抜粋本文.
6月から7月に、純白で芳香のある花が咲くが、日本の樹木で最も大きな花と言われる。

白花…読みは「しろはな」
ごとし…直喩「ようだ」

表現技法
句切れなし
「白花は」には格助詞は「の」ではなくて「は」を用いている。

鑑賞と解釈

長崎に住んでいた作者は、この時、重篤ではないが6月2日に喀血を起こし、25日に入院となった。
長崎の生活は下宿の一人住まいでたいへんだったようだ。

病中の心細い心境で見る、タイサンボクの花が、夕方暗み始めた景色の中に見えて、自分の気持ちを覆い隠してしまうほど大きくすがすがしいというもの。

もちろん、一首の主題は花に隠れた「なげき」にある。

斎藤茂吉の自解

病院の庭に泰山木があって白い豊かな花が咲いている。それを見ておるとしばらく病気の悲哀を忘れることができる。「おほふがごとし」であった。(『作歌四十年』斎藤茂吉)

課題内容. タイサンボクの歌の解説の「ごとし…直喩「ようだ」」から「もちろん、一首の主題は花に隠れた「なげき」にある。」までを、「タイサンボク」を「モクレン」に変えて書き出してください。

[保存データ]
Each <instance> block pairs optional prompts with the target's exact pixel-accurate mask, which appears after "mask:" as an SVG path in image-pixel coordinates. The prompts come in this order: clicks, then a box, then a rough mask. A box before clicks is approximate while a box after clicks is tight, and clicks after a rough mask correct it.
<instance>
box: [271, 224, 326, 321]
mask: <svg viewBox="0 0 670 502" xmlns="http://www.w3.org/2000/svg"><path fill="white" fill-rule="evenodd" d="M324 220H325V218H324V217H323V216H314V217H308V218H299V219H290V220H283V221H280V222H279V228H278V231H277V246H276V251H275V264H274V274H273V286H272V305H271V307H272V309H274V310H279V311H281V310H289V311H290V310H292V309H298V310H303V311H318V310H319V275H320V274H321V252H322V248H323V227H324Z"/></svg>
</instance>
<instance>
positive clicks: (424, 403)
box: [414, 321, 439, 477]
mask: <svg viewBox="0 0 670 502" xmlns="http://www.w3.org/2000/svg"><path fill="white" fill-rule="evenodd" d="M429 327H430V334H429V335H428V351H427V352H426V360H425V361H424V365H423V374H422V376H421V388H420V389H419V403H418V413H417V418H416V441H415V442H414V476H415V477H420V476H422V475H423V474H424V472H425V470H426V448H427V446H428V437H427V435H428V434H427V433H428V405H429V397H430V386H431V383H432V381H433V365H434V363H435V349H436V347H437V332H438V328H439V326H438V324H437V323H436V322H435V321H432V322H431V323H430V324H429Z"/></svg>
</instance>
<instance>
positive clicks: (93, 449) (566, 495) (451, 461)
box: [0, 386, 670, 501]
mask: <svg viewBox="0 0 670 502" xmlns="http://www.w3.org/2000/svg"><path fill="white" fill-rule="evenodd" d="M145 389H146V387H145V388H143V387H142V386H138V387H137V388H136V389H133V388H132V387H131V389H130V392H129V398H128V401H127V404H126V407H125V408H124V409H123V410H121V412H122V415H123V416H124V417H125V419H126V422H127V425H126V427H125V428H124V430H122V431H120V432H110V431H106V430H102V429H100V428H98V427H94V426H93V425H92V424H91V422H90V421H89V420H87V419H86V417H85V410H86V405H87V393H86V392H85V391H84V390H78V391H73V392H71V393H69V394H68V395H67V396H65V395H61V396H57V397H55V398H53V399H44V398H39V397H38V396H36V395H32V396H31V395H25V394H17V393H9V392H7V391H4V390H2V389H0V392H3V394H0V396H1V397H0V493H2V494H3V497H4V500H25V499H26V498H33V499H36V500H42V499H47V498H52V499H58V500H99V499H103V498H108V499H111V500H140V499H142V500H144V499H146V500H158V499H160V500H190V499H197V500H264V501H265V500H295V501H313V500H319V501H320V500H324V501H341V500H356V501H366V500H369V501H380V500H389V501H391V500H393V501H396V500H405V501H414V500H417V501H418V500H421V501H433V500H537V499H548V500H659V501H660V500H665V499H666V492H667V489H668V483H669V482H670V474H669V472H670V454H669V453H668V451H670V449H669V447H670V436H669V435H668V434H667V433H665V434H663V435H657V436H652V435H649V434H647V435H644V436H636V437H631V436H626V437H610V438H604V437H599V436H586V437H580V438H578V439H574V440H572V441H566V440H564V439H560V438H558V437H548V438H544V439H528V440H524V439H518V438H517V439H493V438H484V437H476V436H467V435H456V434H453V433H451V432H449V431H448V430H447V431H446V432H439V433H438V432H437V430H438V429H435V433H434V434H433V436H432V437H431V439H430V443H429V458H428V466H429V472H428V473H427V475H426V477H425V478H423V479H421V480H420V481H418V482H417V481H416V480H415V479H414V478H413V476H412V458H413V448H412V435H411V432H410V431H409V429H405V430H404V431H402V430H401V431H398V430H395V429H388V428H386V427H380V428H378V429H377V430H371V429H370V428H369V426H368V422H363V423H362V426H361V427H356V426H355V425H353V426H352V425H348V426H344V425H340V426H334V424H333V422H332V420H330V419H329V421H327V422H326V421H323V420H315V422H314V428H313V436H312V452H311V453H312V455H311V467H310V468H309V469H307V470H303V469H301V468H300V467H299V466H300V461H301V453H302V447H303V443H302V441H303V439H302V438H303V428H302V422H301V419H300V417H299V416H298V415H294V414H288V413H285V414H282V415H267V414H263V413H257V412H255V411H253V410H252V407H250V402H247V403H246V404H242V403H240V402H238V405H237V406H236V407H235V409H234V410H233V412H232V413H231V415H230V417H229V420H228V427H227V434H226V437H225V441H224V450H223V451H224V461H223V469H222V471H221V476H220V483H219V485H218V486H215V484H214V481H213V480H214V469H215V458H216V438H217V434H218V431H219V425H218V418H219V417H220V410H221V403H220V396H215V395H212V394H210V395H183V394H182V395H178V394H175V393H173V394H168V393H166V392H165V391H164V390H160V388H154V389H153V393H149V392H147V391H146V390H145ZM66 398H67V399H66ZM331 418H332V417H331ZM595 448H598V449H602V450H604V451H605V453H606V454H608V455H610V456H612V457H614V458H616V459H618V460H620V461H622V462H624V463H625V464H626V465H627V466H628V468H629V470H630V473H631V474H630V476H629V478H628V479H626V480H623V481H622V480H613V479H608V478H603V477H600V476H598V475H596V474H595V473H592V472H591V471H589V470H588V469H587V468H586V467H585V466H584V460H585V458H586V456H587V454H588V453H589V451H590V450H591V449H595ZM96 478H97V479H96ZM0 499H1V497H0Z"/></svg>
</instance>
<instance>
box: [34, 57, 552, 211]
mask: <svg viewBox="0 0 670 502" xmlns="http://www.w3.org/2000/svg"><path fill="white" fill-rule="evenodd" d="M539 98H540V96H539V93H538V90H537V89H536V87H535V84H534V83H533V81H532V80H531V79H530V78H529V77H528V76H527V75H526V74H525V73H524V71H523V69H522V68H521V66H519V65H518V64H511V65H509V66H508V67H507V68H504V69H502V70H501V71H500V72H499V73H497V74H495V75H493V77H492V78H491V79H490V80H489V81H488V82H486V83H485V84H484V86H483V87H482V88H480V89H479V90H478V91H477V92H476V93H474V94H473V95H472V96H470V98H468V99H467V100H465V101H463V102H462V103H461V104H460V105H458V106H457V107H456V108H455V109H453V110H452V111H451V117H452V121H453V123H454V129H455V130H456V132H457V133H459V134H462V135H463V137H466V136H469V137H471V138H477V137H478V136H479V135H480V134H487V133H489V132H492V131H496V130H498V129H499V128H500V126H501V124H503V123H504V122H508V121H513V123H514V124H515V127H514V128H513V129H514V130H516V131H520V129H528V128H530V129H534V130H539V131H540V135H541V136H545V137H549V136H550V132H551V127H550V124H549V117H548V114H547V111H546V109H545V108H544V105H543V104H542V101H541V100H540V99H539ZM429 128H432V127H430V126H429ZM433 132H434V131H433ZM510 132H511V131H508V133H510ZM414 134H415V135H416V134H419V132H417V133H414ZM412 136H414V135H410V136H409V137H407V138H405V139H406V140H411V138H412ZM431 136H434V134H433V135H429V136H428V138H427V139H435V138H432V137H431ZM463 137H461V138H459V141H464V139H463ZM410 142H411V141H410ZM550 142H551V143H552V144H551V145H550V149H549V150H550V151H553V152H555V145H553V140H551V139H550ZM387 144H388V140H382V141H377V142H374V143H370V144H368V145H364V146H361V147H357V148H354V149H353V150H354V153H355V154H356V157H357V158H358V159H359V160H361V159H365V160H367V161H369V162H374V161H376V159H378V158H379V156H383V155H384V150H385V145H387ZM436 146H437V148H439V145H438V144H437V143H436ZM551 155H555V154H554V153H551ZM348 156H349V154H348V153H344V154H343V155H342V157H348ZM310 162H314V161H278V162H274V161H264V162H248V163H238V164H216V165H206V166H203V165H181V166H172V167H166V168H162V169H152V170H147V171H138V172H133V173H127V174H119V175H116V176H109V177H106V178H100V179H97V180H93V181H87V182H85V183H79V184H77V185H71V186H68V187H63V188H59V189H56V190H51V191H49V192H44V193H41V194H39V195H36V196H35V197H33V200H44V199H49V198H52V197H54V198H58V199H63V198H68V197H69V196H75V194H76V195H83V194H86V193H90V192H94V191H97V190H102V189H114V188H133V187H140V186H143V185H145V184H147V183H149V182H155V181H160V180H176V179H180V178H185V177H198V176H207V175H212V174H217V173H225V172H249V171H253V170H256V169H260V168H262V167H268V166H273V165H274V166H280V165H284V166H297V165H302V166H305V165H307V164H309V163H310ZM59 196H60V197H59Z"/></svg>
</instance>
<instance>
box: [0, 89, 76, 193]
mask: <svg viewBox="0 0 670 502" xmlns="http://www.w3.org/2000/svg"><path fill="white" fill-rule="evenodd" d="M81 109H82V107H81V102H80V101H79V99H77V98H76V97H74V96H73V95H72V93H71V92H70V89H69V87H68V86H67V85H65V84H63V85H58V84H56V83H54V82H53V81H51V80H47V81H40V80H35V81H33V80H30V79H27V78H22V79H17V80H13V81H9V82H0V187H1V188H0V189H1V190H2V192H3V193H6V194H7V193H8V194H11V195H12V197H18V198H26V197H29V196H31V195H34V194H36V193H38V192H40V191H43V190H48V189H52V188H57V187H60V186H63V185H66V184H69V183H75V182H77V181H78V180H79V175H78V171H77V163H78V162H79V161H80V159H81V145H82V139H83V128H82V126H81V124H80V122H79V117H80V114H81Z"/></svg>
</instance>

解答.
ごとし…直喩「ようだ」

表現技法
句切れなし
「白花は」には格助詞は「の」ではなくて「は」を用いている。

鑑賞と解釈

長崎に住んでいた作者は、この時、重篤ではないが6月2日に喀血を起こし、25日に入院となった。
長崎の生活は下宿の一人住まいでたいへんだったようだ。

病中の心細い心境で見る、モクレンの花が、夕方暗み始めた景色の中に見えて、自分の気持ちを覆い隠してしまうほど大きくすがすがしいというもの。

もちろん、一首の主題は花に隠れた「なげき」にある。